Extracted text:
# Send your entries for November's contest



## ZebraDanio12 (Jun 17, 2011)

Time to start sending in your entries for Novembers contests!
I will send out java moss for Tank of the Month is we can get 7 entries. 
Photo of the Month-there is currently no prize yet, so if anyone has anything to offer up that would be great!

Would love to see some new members submit some photos too! Anyone can enter!

Rules are as followed ~


bmlbytes said:


> Rules for submission:
> 1. *One photo per person per contest per month.* In other words you can submit one picture for the POTM and one for the TOTM every month.
> 2. *Pictures should be clear.* If it is possible please do not submit fuzzy photos, or pictures with dirty glass, or no lighting, etc.
> 3. *Do not let others know which photo is yours.* So don't tell people. This means indirectly too. Don't link to the photo in another post, or upload it to the site, or make it your avatar, etc.
> ...


(thanks bmlbytes)

Send you entries to me in a private message with the link to your pictures. PLEASE INCLUDE THE NAME OF YOUR FISH. I don't always know the fish.

Thanks to all who enter!

~ZD

P.S. Don't hesitate to ask questions!

Problems to work on:
1. Rewrite the aquarium contest announcement starting at "Time to start" and ending at "Anyone can enter!", substituting "anubias" for "java moss".
2. Carry on the aquarium contest announcement from its final line onward.

Data records:
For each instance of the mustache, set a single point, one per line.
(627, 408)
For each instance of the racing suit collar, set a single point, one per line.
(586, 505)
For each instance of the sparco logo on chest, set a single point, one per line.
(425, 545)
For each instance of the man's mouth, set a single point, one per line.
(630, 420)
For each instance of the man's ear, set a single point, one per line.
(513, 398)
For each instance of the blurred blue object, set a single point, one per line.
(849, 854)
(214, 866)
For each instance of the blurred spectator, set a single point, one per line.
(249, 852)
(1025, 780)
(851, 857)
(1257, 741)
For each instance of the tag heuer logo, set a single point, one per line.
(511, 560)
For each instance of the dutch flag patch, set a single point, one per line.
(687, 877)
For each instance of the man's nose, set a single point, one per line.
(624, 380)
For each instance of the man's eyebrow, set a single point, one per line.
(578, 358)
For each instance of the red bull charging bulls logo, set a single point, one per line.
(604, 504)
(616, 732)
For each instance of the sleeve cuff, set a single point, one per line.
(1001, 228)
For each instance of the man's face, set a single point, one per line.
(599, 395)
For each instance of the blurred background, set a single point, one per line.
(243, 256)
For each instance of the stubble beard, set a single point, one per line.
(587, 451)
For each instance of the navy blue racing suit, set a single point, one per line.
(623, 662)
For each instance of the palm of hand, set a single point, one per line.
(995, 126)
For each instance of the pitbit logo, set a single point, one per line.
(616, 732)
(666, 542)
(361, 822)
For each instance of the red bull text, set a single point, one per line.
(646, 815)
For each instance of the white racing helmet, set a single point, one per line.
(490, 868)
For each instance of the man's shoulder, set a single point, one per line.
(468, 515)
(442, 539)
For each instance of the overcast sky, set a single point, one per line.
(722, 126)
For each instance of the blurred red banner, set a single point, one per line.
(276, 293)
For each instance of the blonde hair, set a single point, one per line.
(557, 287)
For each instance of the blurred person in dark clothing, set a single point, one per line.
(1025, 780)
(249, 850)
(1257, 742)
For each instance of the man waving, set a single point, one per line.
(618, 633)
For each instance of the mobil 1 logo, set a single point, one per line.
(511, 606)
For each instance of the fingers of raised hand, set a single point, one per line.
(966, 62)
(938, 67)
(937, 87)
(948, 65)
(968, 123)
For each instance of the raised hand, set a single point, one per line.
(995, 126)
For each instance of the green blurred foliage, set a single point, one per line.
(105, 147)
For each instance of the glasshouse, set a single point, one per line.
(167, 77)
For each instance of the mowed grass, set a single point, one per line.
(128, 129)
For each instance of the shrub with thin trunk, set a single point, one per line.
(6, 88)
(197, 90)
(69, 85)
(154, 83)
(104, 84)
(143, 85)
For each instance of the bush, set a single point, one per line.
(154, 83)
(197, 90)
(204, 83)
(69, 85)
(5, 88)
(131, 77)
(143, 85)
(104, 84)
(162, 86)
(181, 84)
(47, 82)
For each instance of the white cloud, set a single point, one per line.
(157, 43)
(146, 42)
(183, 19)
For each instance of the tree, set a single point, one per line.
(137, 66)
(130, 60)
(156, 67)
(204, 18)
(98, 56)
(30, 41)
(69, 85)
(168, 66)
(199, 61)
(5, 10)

Answers below:
1.
Time to start sending in your entries for Novembers contests!
I will send out anubias for Tank of the Month is we can get 7 entries. 
Photo of the Month-there is currently no prize yet, so if anyone has anything to offer up that would be great!

Would love to see some new members submit some photos too! Anyone can enter!

2.
----------



## redthebetta (Oct 16, 2013)

I'll probably enter a photo in the next couple of days.


----------



## ZebraDanio12 (Jun 17, 2011)

Have only got ONE entry since posting this. COME ON PEOPLE! Send me some pictures! Only takes a few moments to get a few pictures.


----------



## ZebraDanio12 (Jun 17, 2011)

Bumping again.....whats with you guys...???


----------



## Guest (Oct 25, 2013)

I don't have any yet. My tank is not really nice looking yet. I have to wait until I get the tank looking really nice.


----------



## lohachata (Jan 27, 2006)

come on angel..send in a pic..none of my tanks look and don't really have many decent fish pics ; but i throw one up there every now and then...my wife is the real photographer around here...lol


----------



## ZebraDanio12 (Jun 17, 2011)

Angel-me either. Still enter.


----------



## Guest (Oct 27, 2013)

I want it to be a really good pic. I want to be really proud of the tank.


----------



## OhYesItsMe (Oct 1, 2011)

whats the deadline?


----------



## ZebraDanio12 (Jun 17, 2011)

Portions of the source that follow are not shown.